• [TÂCHES À RÉALISER]
1. Relevez tous les noms propres (personnes, entreprises, marques, lieux) cités dans le texte sur les difficultés du secteur du vélo, chacun une seule fois.
2. Rédigez la suite du texte sur les difficultés du secteur du vélo, en reprenant après sa dernière phrase.

***** TEXTE FOURNI

Les marques vendent tout leur stock, les magasins sont dépouillés. Pour surfer sur cette demande, les fabricants de vélos commandent beaucoup de pièces en Asie et les magasins passent beaucoup de commandes auprès des marques. Mais…
Hausse des coûts et retard de livraison
Les chaînes de production peinent à retrouver leur rythme d’avant. Parallèlement, les coûts des matières premières et du transport explosent. Les vélos arrivent au compte goutte. Les stocks sont pour la plupart déjà vendus. Il faut donc commander pour les années à venir afin de satisfaire au plus vite les clients. Dans les magasins, on passe commande, sûr de pouvoir tout vendre. Oui mais voilà…
On nous livre tout d’un coup
Christophe Rosenstiel, patron d’Easy Design Technology, la maison mère des vélos cargo Kiffy, le résume mieux que personne. « L’année 2022 a été très difficile pour Kiffy. Notre motoriste était incapable de nous fournir et cela à bloquer la sortie de nos vélos. En 2023, la situation s’est débloquée. Malheureusement, notre fournisseur s’est permis de nous livrer toutes nos commandes d’un coup. Nous avons du payer 500 000 euros de marchandise d’une traite. Pour une petite structure comme la nôtre ce fut le coup de grâce. » Bilan, depuis la fin du mois de mai 2023, l’entreprise est en redressement judiciaire.

**********
***** LIGNES ENREGISTRÉES

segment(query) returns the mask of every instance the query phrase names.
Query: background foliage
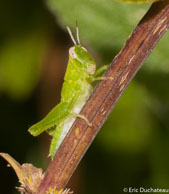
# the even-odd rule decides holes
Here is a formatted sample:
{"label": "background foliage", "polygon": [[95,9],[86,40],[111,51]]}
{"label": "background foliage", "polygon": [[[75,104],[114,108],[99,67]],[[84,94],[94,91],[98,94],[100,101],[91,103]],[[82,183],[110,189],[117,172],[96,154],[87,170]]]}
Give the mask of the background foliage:
{"label": "background foliage", "polygon": [[[107,64],[149,7],[112,0],[2,0],[0,151],[21,163],[46,168],[50,138],[35,139],[27,129],[59,101],[72,45],[66,26],[75,32],[78,21],[81,42],[97,64]],[[167,40],[169,34],[154,49],[90,147],[71,181],[75,193],[119,194],[128,186],[169,187]],[[0,162],[2,193],[16,193],[14,173]]]}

**********

• [RÉPONSES AUX TÂCHES]
1. Asie, Christophe Rosenstiel, Easy Design Technology, Kiffy

2.
Guerre en Ukraine et inflation
Dans le même temps, Vladimir Poutine, avide de reconstituer l’ex empire soviétique, décide de faire la guerre à l’Ukraine pour reprendre des territoires qui ne lui appartiennent plus. Oui, je sais, c’est assez schématique mais nous sommes là pour tenter de comprendre ce qui se passe dans le monde de la petite reine. Embargo sur le gaz russe, hausse des coûts de l’énergie, et nos centrales nucléaires qui sont à l’arrêt. Le prix des énergies augmente entraînant à sa suite, la hausse des prix d’à peu près tout. Autant vous dire que les consommateurs n’ont plus 3000 euros cash à mettre dans un vélo.
Inadéquation entre l’offre et la demande
N’allez pas imaginer que le vélo redevienne un mode de transport de bobo au pouvoir d’achat élevé. De nombreux citadins aimeraient se déplacer à bicyclette que ce soit pour éviter les embouteillages incessants des centres-ville ou les remplissages trop onéreux de leur réservoir de voiture. Mais le tarif des vélos à assistance électrique devient prohibitif. Et, malgré les promotions estivales qui ont eu lieu cet été pour tenter de réduire les stocks, les tarifs de vente dissuadent. Aujourd’hui, les 2500 euros d’un VAE d’entrée de gamme, on les met plutôt sur un livret A ou on les utilise pour faire bouillir la marmite.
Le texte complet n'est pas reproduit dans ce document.